• Page excerpt:
LLMs as a GM

AI might, LLMs won't.

LLMs require significant work to even manage (c.f. this entire discussion), and ultimately are just predictive text writ large.

They can't think. They can't come up with solutions. They can only spew out words in orders that seem likely to be appropriate to their prompts.
So .. isn't that exactly what I do when I am a GM? I respond using words in orders that seem likely to be appropriate to the statements of my players?

I'm not going to respond to "they can't think" since there is no solid definition of what thinking is. But they certainly can come up with solutions. They do so by manipulating patterns of words so as to create a chain of arguments that is consistent with the patterns it has been trained on. This is different in approach from the way that previous AI attempted the problem. The old way is:
  1. Go from a text description to one in a formal language
  2. Infer new statements in the formal language based on existing statements
  3. Translate those new statements into a usable text form
LLMs don't have that formal language; the vectors they use are really just words in a more computer-friendly format. So for many people, it doesn't feel like real thinking. We (humans) don't depend on text to reason, but reason based on concepts which are linked to words, rather than directly on the words themselves.

But modern chain-of-reasoning LLMs specifically do come up with solutions by planning what they need to do, creating sub-steps and evaluating how well those steps worked, generating new steps based on the previous step's results and deciding when they have enough evidence to present a solution. These are all ways we reason. The big difference is that what the LLM manipulates is bundles of words that can be though of as defining concepts, rather than manipulating concepts directly.
Further, if used in a videogame, LLMs (as opposed to SLMs), must be based on distant servers, and every query going to them will have an associated cost (and it ain't nothing, because they use insane and ever-increasing amounts of power/water/etc.) ... And LLMs are getting more expensive to run, not less, as developers try and improve their performance via brute force methods.

• Your instructions:
Resume the discussion of LLMs as a GM after its last sentence. The lines that come next have nothing to do with this text.

• Data block:

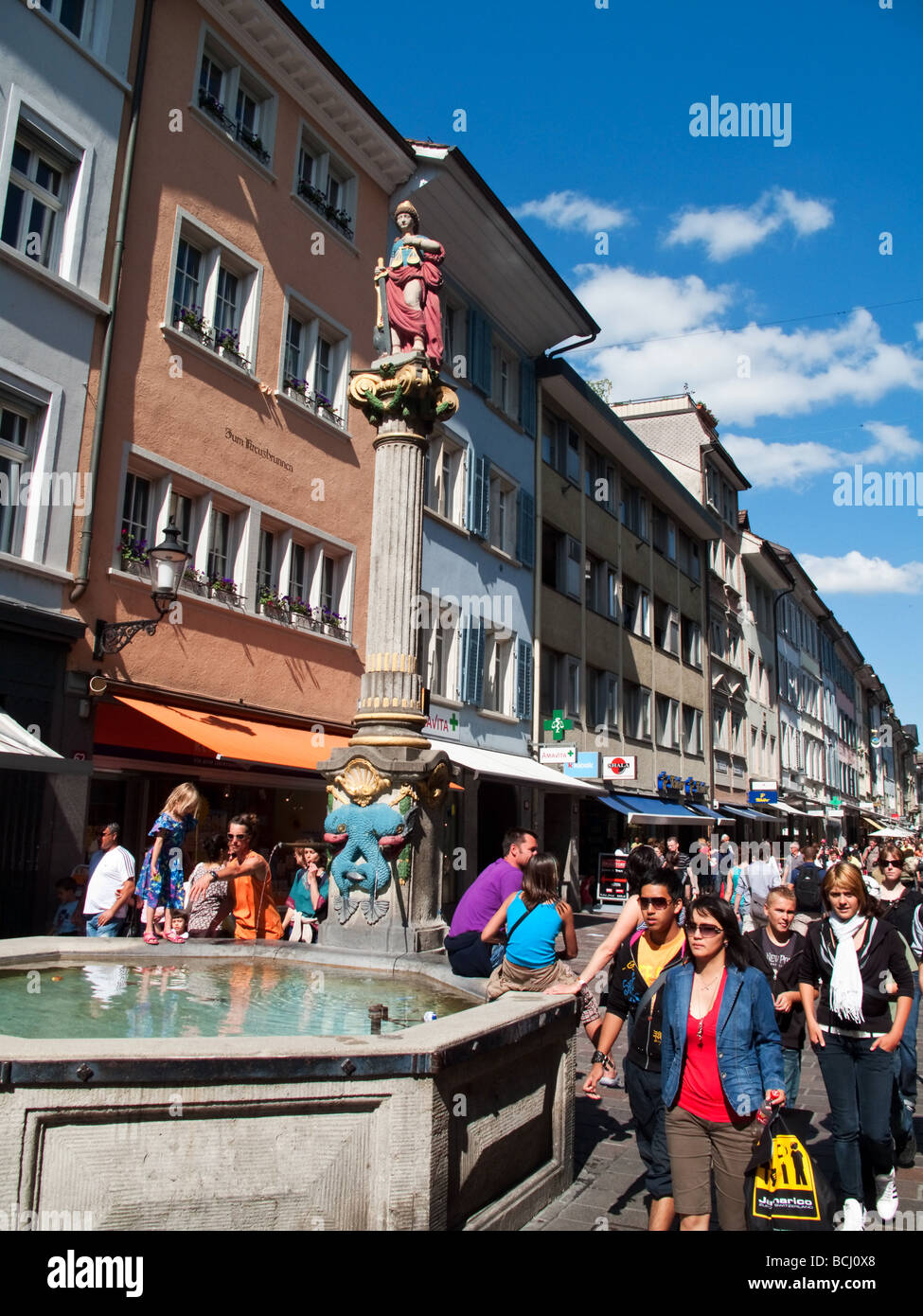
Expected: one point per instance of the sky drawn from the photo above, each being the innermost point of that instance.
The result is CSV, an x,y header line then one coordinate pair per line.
x,y
774,274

• Response to this task:
The per-query cost in terms of power and dollars is decreasing pretty rapidly. The new models often require multiple queries to do their reasoning, so the total cost is higher. However, yet newer methods are showing that smaller fine-tuned models can do as well as expensive models.

I am pretty sure, right now, that I could run a fine-tuned LLM on my $600 mac that would do as good a job as general purpose gpt-4. I haven't done that because it would cost me $5000 and the results could not be shared as it incorporates IP that I do not have rights to. But WotC easily could.

Now, to be clear, I'm not bullish on it happening. But it's not because they cannot reason well (they can) or will get more expensive (they will get cheaper), it's because they are not good at surprising you. They are designed to present a sort of average experience. There have been interesting papers showing that for a single person, AIs tend to be more creative than that person, but for a group they tend to be less creative than the group, because that creativity is very similar.

I have used LLMs to suggest scenes and create descriptions, and while initially they look good, after a few examples they start to feel very same-y. In general, I think this will be a challenge n any effort that attempts to use AIs to get creative results. It will start looking cool, but after a while will start feeling too similar to previous results.

I use GenAI in Photoshop. Not to be imaginative, but to fill in missing content (it's really good at fixing edges when adding a person to a group shot ...) and that's what I expect to use it for it RPGs in the future.